→ **What the task requires**
Copy every record below exactly, leaving out any pictures.

**** Records for the exercise

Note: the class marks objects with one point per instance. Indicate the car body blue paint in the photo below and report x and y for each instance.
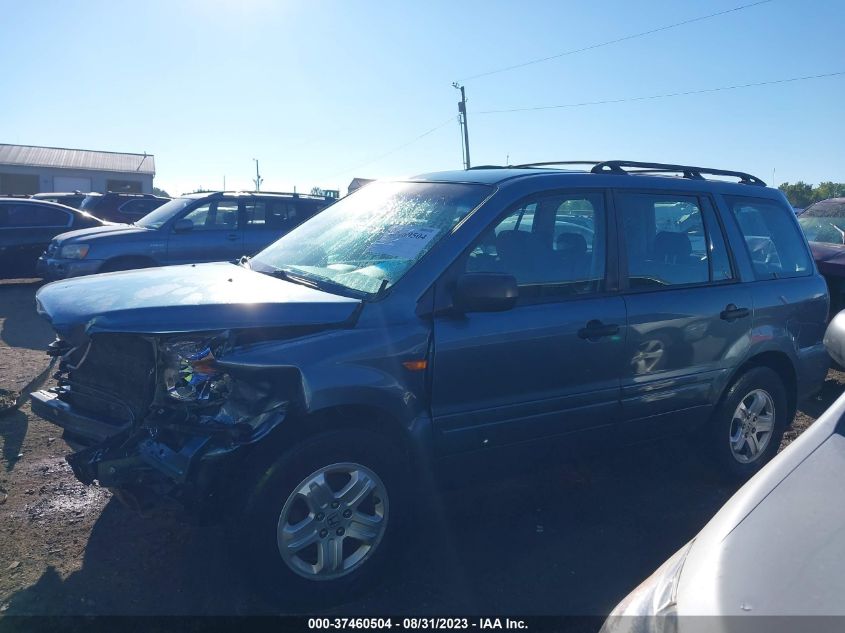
(492, 378)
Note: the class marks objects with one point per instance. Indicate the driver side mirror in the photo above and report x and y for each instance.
(485, 292)
(183, 226)
(834, 338)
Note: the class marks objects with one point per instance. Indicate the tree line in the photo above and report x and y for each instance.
(802, 194)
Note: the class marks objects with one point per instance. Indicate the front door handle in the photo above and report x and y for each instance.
(732, 313)
(595, 329)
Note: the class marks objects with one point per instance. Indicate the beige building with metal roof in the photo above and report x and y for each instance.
(28, 169)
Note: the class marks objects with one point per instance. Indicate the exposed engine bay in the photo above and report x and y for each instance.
(148, 411)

********

→ **Result for this task**
Note: the class marks objects with one point per instance. Indicate the car body blue paint in the photo below and report x and y for each instance.
(492, 378)
Note: the class marks objects with one point per instance. Indicate the driver side mirror in the photo above and report x and y for each instance.
(485, 292)
(183, 226)
(834, 338)
Note: the class marks objects with one point per instance. Indicate the tree line in the photo above and report x and y for each instance.
(802, 194)
Note: the class marks objects with one point per instance. Indicate the front door handle in the photo above and report x and y for each instance.
(732, 313)
(595, 329)
Note: the class marks objects with one point per instance. Indicate the beige building with metal roof in the photo above and report x and y for each instance.
(28, 169)
Note: the class marks objects with one point per instance. Indicate the exposed engine bay in the photo above and report x and y for each instance.
(148, 411)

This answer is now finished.